(Objective 1)
Answer these questions using the Massachusetts knitters thread:
(a) What town does Allens413 say they live in?
(b) Where does egkntter's family have a house?
(c) In what year did manianice move to Wisconsin?
(Objective 2)
Write out the Massachusetts knitters thread from "## Lynnhelen" to "at exit one.", substituting "Massachusetts Turnpike" for "Mass turnpike".
(Objective 3)
Turn the paragraph in the Massachusetts knitters thread that begins "There are tons of MA knitters" into a short list that keeps its main facts.

(Supplied text)
......
# Massachusetts knitters



## egkntter

Any one from Massachusetts on this site? Just thought I would ask


----------



## Lynnhelen

I am...Spencer


----------



## Allens413

Yes, there is me. I live in West Stockbridge, which is at the farthest west in the state. If you are familiar with the Mass turnpike at all, i live at exit one.


----------



## ilmi

I'm from n. Attleboro


----------



## CollettePlaquet

Hi,I am in the southwest corner almost on the CT line.


----------



## pfoley

Yes, I am from Reading, MA.


----------



## knezmom

There are tons of MA knitters (if you do a search on MA knitters , you'll come up with other threads where it's been asked and "meet" people there too). I live in Auburn (near Worcester; formerly of Ashland and Quincy - Vine Ave near Southern Artery). Welcome!


----------



## cathie02664

Welcome, from the cape


----------



## egkntter

oh I know the cape. my family has a house in Wellfleet


----------



## egkntter

I was curious cause their is I think it is the sunday night knitters club but I can never make it cause it is too far out from Quincy. Hey did anybody go to that memorial for puppy doe?


----------



## cathie02664

egkntter said:


> oh I know the cape. my family has a house in Wellfleet


And i have family in squantam


----------



## Circular Knitter

I live in Great Barrington, which is in the most southern-west part of the Berkshires.


----------



## Allens413

Hi,

I live in West Stockbridge.
Maybe if you would like you could call me and we might telephone each other 
Or meet in person at McDonalds.
Give me a call, 232-4454.

Wait to hear from you. 

Mary


----------



## egkntter

oh wow, quite a few, did any of you go to the memorial for puppy doe?


----------



## Boxmjb

I would have went if I could. I hope they catch that person, society!s next serial killer.


----------



## Sudie

I live in Reading, MA


----------



## kjoerwin

Athol Orange area....


----------



## Sudie

I live in Reading too! Maybe we could meet at Dunkin Donuts or Starbucks to knit.


----------



## Starama11

Hi,
I live in Palmer.


----------



## karlie1056

Neewton


----------



## Kathif322

I am in Newton as well.


----------



## knitmaggie

Not too far from you, I'm in Rockland...


----------



## rasputin

Hi, I'm from North Shore, Lynn


----------



## Cookie61868

I also live in Rockland, maybe would should do a meet up at Panera in Hanover sometime. PM me if anyone is interested. Please don't put your info in a public discussion. There are a couple of nice yarn shops around our area as well.


----------



## sam442

I'm in Dracut, close to the NH border.


----------



## stchorz101

Live in Fairhaven, MA


----------



## nana r

I'm in Andover, MA


----------



## dotolson11

brookline ( 5 minutes from Boston)


----------



## C. Disher

Hi, we are neighbors. Braintree. PM me Ginger


----------



## cynthiaknitter

Yes, Massachusetts ! north Cape Ann !


----------



## manianice

Yes. I am from Chelsea, Ma. Moved to Wisconsin in 1968.


----------



## maxine040

I live in Billerica, and would love to get a group together to knit or crochet.
......
Stored data:

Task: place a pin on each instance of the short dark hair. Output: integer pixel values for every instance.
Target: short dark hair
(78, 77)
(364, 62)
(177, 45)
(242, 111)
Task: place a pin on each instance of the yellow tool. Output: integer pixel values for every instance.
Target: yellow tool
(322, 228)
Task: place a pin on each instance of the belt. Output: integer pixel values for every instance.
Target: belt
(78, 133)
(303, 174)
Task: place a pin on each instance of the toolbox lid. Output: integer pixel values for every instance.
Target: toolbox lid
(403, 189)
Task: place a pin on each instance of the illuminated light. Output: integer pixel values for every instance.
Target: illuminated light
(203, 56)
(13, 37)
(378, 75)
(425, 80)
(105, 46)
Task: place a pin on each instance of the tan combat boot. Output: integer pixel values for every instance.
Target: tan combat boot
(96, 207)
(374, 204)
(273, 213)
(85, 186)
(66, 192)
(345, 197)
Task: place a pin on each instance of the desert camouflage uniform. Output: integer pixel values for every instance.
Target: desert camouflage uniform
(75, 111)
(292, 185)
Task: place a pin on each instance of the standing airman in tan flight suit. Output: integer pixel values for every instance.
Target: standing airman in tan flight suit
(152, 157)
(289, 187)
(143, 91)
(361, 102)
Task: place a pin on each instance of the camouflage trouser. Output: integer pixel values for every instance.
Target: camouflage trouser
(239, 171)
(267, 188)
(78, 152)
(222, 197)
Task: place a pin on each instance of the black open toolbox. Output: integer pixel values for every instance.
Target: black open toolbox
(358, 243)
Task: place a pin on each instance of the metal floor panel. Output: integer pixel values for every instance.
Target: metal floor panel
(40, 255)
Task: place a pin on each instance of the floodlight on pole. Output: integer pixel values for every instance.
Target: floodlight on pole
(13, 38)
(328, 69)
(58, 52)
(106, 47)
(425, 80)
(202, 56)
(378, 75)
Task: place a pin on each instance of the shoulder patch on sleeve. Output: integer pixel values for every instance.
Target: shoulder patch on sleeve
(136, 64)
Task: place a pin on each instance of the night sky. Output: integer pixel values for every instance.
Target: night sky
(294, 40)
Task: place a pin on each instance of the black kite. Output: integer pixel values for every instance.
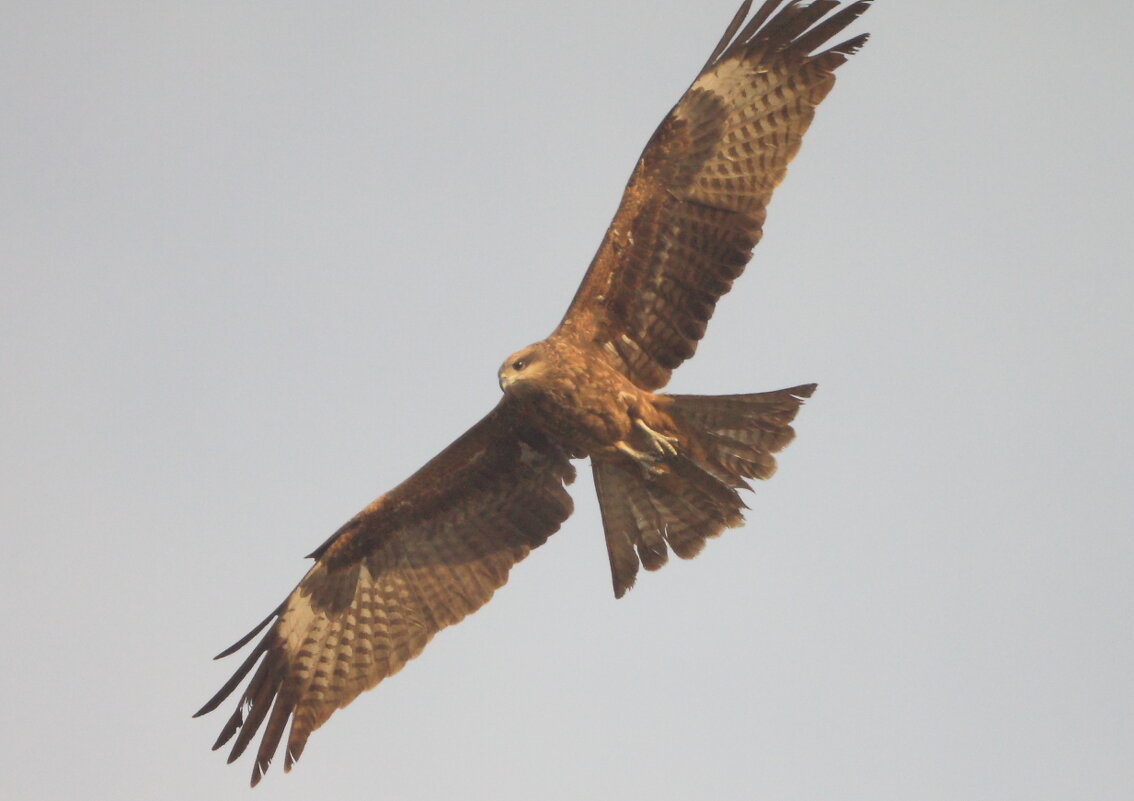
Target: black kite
(667, 468)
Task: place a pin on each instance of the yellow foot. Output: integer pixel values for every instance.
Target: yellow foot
(649, 462)
(662, 444)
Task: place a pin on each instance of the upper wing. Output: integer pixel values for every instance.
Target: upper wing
(419, 558)
(694, 205)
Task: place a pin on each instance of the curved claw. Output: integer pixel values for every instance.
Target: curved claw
(649, 462)
(661, 443)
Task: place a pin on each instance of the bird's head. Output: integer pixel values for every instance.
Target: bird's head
(522, 367)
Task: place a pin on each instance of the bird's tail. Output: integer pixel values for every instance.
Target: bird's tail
(684, 498)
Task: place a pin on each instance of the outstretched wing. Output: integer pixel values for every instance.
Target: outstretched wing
(694, 205)
(417, 559)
......
(Exercise output 1)
(a) West Stockbridge
(b) Wellfleet
(c) 1968

(Exercise output 2)
## Lynnhelen

I am...Spencer


----------



## Allens413

Yes, there is me. I live in West Stockbridge, which is at the farthest west in the state. If you are familiar with the Massachusetts Turnpike at all, i live at exit one.

(Exercise output 3)
- Massachusetts has lots of knitters.
- Searching "MA knitters" brings up other threads where the same question was asked, and people can "meet" there too.
- The writer lives in Auburn, near Worcester.
- The writer used to live in Ashland and in Quincy (Vine Ave near Southern Artery).
- The writer welcomes the person who asked.